--- Start of Data listing ---

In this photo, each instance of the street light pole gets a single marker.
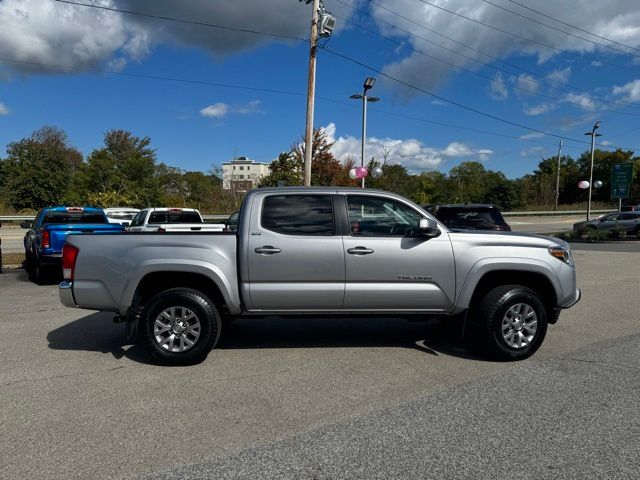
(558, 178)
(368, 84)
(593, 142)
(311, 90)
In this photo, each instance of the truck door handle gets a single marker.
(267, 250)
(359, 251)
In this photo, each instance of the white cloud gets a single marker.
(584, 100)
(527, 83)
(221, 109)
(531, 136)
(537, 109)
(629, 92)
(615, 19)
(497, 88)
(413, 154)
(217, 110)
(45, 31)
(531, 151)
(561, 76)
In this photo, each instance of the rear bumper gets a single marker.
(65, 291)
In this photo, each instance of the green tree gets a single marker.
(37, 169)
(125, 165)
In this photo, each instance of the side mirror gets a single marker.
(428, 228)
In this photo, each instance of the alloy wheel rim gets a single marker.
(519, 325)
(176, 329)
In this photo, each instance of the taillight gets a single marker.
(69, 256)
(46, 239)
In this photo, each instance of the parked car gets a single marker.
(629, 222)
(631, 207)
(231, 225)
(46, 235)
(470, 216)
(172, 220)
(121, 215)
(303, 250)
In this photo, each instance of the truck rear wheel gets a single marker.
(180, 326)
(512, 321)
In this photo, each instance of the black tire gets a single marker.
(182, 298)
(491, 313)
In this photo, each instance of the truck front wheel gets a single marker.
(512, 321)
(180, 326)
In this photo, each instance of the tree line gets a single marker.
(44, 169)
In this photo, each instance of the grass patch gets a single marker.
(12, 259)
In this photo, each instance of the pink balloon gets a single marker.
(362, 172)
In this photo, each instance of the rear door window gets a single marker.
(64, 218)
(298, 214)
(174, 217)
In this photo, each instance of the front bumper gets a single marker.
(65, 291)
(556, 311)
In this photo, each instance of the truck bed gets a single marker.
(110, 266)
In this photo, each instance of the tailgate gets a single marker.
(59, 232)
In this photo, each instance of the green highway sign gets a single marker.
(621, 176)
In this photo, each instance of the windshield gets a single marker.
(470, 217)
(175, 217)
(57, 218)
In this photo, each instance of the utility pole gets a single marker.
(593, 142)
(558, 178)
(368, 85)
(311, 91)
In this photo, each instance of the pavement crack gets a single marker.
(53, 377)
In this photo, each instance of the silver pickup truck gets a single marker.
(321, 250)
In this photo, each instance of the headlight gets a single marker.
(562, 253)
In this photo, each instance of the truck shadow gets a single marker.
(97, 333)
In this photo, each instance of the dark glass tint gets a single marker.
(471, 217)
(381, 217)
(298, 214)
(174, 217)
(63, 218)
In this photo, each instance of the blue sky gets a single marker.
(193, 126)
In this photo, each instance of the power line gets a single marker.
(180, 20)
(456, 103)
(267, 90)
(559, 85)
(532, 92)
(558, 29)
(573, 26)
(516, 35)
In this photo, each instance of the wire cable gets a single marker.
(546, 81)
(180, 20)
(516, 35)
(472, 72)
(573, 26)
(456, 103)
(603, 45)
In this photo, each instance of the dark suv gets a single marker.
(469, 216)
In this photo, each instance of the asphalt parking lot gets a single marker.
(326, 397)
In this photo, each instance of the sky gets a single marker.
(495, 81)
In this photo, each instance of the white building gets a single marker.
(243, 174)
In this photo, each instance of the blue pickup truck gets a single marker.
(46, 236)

--- End of Data listing ---

Your instructions -
Format the stretch from the line containing "In this photo, each instance of the wire" through the end of the records as a Markdown table with two columns, Row and Entry. Put a running row number in Row and each line in Entry, and skip blank lines.

Output for this task -
| Row | Entry |
|---|---|
| 1 | In this photo, each instance of the wire cable gets a single marker. |
| 2 | (546, 81) |
| 3 | (180, 20) |
| 4 | (516, 35) |
| 5 | (472, 72) |
| 6 | (573, 26) |
| 7 | (456, 103) |
| 8 | (603, 45) |
| 9 | In this photo, each instance of the dark suv gets a single marker. |
| 10 | (469, 216) |
| 11 | In this photo, each instance of the asphalt parking lot gets a single marker. |
| 12 | (326, 397) |
| 13 | In this photo, each instance of the sky gets a single marker. |
| 14 | (495, 81) |
| 15 | In this photo, each instance of the white building gets a single marker. |
| 16 | (243, 174) |
| 17 | In this photo, each instance of the blue pickup truck gets a single marker. |
| 18 | (46, 236) |